● **PROBLEM DETAILS**:
Transcribe everything in the records from the line containing "the man's knee" down to the line containing "Query: ceiling", including both of those lines.

● **PROVIDED DATA**:

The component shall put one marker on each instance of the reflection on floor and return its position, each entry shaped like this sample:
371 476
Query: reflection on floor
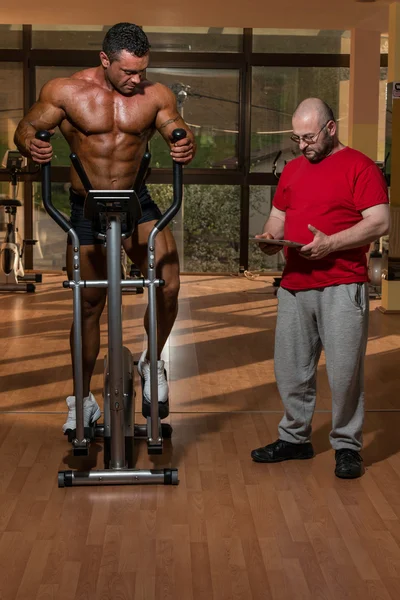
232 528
--
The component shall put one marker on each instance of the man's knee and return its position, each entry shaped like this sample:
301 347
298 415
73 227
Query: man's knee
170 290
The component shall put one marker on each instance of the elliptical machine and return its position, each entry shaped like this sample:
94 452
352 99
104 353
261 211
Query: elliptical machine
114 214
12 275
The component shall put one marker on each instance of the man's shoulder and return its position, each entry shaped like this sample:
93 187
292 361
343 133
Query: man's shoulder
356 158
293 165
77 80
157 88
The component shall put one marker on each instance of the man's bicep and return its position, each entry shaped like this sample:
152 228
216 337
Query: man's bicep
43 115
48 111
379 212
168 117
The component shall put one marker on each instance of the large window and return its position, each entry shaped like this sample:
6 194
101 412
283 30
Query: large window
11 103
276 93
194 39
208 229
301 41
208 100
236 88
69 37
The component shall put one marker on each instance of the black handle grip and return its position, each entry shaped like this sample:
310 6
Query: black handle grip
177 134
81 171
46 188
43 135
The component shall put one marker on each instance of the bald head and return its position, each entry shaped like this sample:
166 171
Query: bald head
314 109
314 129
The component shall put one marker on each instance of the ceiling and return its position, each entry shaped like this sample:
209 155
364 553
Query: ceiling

● **EXERCISE SOLUTION**:
The component shall put one marker on each instance of the man's knee and return its position, each entry shaped like this sample:
301 347
298 415
73 227
Query: man's knee
170 290
The component shall put one marker on each instance of the elliptical machine and return its position, each entry shaped like this sample:
94 452
352 99
104 353
261 211
Query: elliptical machine
114 214
12 275
The component shall put one marker on each instance of the man's shoulder and return its position, each entry shaped like this sample:
93 187
292 361
343 133
Query: man's shoulder
356 158
293 165
77 80
157 88
The component shall put one marker on each instance of the man's bicep and return its position, each entry shaped like this sample:
152 228
216 337
Query: man's bicep
43 115
48 111
379 212
168 117
The component shall put one marker on each instance of the large window and return its position, each entry shaped like this sample:
6 194
101 412
283 30
Query: large window
11 103
276 93
194 39
208 229
301 41
208 100
236 88
69 37
The component shall put one marker on each instance of the black handle grip and return its position, each entry shaped like this sample:
310 6
Query: black handle grip
177 134
81 171
46 188
43 135
The component shall put one marker on each instance of the bald head and return its position, each entry shaped like this sample:
166 171
Query: bald head
314 109
314 129
The component shall put one marker on each instance of the ceiling and return its position, each entry shaped like this sample:
209 155
364 553
Query: ceiling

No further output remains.